== 文本节选 ==
------------------------------------------------------------
利用SSR技術對小麥田間混雜株的初步鑒別

王妍卿 ，裴忠有 ，陳玉春，任麗麗

（1.天津市中農大棉花抗性遺傳研究中心，天津 300308；2.天津農學院，天津 300384；3.天津市種子管理站，天津 300061；4.天津中天大地科技有限公司，天津 300384）

小麥是中國重要的糧食作物之一，屬自花授粉作物，但在生產過程中經常發現有異雜株混入情況，嚴重影響小麥品種的品質和產量。因此，為更好地鑒定小麥品種的種子純度，需要一種操作簡單、準確率高的鑒定小麥品種純度的檢測方法。近年來，SSR（Simple Sequence Repeat）標記技術作為常用的分子檢測技術，具有多態性水平高、檢測到的信息量大、操作方便、結果易于分析統計等優點，越來越受到廣泛重視及應用。目前，該技術已廣泛應用于小麥、大麥、玉米等農作物的雜種純度鑒定、遺傳圖譜構建、基因定位與克隆等研究。

本研究利用SSR標記技術鑒別濟麥22與其他2種疑似混雜植株小麥是否為同一品種。
------------------------------------------------------------
(已存条目)
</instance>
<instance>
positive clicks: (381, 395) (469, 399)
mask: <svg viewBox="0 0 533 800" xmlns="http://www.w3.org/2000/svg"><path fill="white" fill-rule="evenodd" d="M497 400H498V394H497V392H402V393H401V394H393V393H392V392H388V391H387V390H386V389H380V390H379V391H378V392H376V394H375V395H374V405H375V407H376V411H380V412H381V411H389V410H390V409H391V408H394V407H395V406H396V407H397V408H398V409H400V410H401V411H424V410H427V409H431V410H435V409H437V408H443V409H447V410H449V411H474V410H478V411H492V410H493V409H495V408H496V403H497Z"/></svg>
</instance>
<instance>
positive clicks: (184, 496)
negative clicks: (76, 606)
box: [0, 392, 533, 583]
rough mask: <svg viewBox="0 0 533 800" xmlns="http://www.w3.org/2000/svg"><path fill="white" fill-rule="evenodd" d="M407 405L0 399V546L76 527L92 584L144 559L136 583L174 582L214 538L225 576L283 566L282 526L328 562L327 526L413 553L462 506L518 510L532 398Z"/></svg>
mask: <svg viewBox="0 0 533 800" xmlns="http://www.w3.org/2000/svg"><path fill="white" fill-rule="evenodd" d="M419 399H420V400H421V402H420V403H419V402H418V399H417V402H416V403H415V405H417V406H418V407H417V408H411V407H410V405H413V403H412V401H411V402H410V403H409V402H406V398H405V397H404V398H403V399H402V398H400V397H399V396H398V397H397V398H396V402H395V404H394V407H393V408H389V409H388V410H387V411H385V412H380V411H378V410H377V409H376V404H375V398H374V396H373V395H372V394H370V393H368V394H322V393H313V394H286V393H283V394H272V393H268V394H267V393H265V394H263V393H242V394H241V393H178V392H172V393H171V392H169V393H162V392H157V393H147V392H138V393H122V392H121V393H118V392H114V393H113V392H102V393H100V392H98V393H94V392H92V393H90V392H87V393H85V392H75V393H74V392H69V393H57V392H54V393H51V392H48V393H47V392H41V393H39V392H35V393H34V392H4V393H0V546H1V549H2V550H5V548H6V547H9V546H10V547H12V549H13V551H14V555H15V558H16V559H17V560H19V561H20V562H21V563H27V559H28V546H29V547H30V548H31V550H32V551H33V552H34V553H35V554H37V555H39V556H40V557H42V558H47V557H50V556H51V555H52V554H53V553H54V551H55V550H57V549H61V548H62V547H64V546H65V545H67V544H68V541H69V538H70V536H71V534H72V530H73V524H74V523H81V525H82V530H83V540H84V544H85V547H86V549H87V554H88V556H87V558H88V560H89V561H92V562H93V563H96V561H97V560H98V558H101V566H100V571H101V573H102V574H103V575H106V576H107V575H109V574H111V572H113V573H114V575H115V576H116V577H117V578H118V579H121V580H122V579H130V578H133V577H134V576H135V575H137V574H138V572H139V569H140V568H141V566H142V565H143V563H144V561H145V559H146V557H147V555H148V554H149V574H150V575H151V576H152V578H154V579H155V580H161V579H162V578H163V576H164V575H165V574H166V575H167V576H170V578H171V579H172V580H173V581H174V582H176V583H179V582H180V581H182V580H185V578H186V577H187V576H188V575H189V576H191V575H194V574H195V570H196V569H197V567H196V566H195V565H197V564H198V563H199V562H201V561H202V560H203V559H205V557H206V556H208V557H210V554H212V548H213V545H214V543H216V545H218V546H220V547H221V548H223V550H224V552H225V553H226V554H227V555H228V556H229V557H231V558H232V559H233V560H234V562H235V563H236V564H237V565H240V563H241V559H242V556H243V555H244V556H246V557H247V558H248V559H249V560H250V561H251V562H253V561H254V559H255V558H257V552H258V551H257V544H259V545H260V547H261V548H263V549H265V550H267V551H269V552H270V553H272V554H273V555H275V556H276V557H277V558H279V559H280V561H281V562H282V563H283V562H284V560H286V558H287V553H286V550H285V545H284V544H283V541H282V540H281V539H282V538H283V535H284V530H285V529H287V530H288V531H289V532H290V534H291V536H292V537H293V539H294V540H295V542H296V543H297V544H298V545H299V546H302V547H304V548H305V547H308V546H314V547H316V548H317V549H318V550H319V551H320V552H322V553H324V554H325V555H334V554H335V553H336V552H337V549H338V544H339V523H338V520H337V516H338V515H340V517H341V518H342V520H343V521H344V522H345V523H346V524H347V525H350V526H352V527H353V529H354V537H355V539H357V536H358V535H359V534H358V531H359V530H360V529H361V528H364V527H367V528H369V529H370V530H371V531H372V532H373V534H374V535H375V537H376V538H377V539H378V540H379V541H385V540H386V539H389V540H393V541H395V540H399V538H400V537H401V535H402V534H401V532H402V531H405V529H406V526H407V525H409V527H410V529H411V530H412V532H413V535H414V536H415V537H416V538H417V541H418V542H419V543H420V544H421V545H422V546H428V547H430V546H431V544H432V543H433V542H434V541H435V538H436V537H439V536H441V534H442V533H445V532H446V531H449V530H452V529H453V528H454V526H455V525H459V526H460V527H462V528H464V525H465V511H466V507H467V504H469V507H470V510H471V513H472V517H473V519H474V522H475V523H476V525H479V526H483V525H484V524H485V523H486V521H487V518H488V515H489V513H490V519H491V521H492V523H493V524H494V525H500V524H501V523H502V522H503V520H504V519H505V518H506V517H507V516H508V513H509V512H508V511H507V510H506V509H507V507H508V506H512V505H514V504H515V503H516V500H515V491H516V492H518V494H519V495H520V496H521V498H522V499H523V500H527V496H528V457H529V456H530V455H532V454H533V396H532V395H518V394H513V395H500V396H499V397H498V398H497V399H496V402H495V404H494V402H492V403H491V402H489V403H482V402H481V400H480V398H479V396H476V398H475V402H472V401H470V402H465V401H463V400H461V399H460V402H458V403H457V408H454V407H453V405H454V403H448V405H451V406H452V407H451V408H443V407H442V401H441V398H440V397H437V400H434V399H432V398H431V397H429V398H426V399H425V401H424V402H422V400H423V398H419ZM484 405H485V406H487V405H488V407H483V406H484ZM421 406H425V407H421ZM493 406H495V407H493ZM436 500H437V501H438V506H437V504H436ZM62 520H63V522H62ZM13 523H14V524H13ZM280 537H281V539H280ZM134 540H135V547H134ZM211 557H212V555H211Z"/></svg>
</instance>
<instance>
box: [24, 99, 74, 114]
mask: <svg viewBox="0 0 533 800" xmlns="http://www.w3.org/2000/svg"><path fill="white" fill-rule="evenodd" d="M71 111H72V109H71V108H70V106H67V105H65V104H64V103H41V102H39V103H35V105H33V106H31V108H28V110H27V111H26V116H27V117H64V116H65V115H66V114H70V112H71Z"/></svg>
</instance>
------------------------------------------------------------
== 练习说明 ==
A - 根据小麦SSR鉴别一文回答下列问题：
(i) 按授粉方式，小麦属于哪一类作物？
(ii) 本研究把济麦22与几种疑似混杂植株进行比较？
(iii) 天津农学院的邮政编码是多少？
B - 请接着小麦SSR鉴别一文的最后一句往下续写。

== 参考答案 ==
A -
(i) 自花授粉作物。
(ii) 2种。
(iii) 300384。

B -
1 材料和方法

1.1 試驗材料

供試材料選用濟麥22（CK）及田間疑似混雜品種（S1、S2），由天津市中天大地科技有限公司提供。

根據相關文獻，選擇30對從小麥EST中設計的SSR引物，由蘇州金唯智生物科技有限公司合成提供。

1.2 試驗方法

1.2.1 小麥基因組DNA的提取 濟麥22及2種疑似混雜株樣品，每個樣品分別選取10個單株小麥葉片，采用CTAB法提取小麥基因組DNA，并通過α-DNA（10 ng·μl-1）對基因組DNA進行粗略定量。

1.2.2 PCR擴增 以小麥基因組DNA為模板，用30對SSR引物（表1）進行PCR擴增，擴增程序為 95℃ 預變性5 min，94℃變性20 s，55℃退火20 s，72℃延伸15 s，擴增 35個循環，72℃延伸10 min，4℃溫度條件下保存備用。

表1 引物列表

1.2.3 SSR特異性引物的篩選 PCR擴增產物通過1.5%瓊脂糖凝膠電泳進行初步篩選，選擇擴增帶型穩定、多態性豐富、重復性好的引物作為SSR 引物用于變性聚丙烯酰胺凝膠電泳試驗。

1.2.4 變性聚丙烯酰胺凝膠電泳 利用上述SSR篩選引物對濟麥22、混雜株S1、S2進行變性聚丙烯酰胺凝膠電泳試驗，試驗所涉及的藥品試劑及具體方法參見參考文獻[8]。

2 結果與分析

2.1 小麥基因組DNA的提取和檢測

本試驗采用CTAB法提取小麥基因組DNA，結果表明DNA條帶清晰，完整性較好（圖1）。雖然沒有使用RNase對基因組DNA中的RNA進行消化，但不影響SSR分析。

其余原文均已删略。